WHAT TO DO: Pick out every line in the records below that contains the string "clicks" and copy each one in full.

[Stored data entries]
>>>

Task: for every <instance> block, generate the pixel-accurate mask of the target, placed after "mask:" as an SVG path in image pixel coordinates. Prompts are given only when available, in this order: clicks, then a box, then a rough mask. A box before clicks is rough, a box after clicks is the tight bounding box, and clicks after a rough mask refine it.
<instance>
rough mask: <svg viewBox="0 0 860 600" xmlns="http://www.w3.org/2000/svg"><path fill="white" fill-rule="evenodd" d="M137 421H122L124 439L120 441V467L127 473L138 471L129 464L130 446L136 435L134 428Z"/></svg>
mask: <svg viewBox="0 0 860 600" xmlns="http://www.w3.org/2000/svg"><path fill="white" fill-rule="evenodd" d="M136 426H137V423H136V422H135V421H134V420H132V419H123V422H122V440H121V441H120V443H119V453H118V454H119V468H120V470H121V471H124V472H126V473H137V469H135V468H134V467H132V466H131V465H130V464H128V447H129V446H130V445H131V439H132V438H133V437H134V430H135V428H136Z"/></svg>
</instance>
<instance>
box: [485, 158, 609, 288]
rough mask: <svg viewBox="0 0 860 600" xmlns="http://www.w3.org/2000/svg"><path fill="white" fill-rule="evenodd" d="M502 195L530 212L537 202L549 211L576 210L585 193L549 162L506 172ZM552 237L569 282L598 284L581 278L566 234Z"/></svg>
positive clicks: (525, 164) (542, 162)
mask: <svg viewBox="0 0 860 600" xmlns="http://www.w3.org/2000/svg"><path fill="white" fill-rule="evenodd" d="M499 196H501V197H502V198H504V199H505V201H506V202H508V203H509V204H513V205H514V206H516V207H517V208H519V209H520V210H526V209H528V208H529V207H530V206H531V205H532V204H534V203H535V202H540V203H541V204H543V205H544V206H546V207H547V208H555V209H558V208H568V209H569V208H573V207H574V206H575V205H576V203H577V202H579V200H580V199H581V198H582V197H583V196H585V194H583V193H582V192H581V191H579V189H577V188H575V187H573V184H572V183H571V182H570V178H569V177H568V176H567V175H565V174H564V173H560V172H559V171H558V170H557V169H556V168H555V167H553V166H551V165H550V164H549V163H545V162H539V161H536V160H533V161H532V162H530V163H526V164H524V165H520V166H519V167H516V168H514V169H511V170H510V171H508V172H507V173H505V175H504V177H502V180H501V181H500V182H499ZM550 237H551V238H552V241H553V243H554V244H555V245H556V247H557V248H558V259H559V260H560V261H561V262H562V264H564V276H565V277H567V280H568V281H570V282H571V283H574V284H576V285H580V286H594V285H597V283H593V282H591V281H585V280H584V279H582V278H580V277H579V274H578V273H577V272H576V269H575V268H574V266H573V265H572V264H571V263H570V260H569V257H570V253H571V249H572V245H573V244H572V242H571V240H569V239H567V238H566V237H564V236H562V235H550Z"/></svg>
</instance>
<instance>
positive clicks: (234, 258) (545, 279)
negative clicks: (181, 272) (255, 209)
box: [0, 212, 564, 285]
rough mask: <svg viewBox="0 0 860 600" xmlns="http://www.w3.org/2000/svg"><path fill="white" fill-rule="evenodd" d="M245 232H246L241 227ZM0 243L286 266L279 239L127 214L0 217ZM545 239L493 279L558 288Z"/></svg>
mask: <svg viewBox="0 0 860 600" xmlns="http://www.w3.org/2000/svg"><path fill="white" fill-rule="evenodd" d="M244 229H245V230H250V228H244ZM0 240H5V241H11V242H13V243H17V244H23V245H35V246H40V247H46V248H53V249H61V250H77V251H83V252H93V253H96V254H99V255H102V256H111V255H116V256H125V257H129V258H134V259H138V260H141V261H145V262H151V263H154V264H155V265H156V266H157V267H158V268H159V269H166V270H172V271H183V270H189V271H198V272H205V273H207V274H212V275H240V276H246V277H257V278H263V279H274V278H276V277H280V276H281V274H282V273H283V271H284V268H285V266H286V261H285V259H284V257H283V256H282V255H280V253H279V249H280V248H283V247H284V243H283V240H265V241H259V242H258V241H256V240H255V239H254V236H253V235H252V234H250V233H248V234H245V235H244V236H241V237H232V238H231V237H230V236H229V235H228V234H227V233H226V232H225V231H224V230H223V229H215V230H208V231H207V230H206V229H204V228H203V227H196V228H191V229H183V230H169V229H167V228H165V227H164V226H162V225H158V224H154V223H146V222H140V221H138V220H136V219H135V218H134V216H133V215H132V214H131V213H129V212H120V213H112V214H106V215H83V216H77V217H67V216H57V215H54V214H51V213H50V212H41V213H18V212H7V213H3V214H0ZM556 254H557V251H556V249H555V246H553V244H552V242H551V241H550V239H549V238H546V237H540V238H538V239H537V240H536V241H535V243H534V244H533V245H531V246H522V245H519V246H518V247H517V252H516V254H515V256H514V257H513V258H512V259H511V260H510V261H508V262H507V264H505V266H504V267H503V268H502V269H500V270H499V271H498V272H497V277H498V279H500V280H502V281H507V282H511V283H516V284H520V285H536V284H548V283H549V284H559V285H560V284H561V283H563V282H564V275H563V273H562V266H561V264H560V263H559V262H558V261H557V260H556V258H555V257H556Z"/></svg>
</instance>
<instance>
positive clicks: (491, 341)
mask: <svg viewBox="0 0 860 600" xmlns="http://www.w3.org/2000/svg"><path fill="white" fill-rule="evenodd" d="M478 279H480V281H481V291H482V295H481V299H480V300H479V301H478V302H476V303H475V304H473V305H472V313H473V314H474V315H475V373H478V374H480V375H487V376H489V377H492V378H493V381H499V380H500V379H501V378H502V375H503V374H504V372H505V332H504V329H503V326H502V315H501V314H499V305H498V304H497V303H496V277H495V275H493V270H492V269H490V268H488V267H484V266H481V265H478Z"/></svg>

<<<

ANSWER SPACE:
Task: for every <instance> block, generate the pixel-accurate mask of the target, placed after "mask:" as an SVG path in image pixel coordinates. Prompts are given only when available, in this order: clicks, then a box, then a rough mask. A box before clicks is rough, a box after clicks is the tight bounding box, and clicks after a rough mask refine it.
positive clicks: (525, 164) (542, 162)
positive clicks: (234, 258) (545, 279)
negative clicks: (181, 272) (255, 209)
positive clicks: (491, 341)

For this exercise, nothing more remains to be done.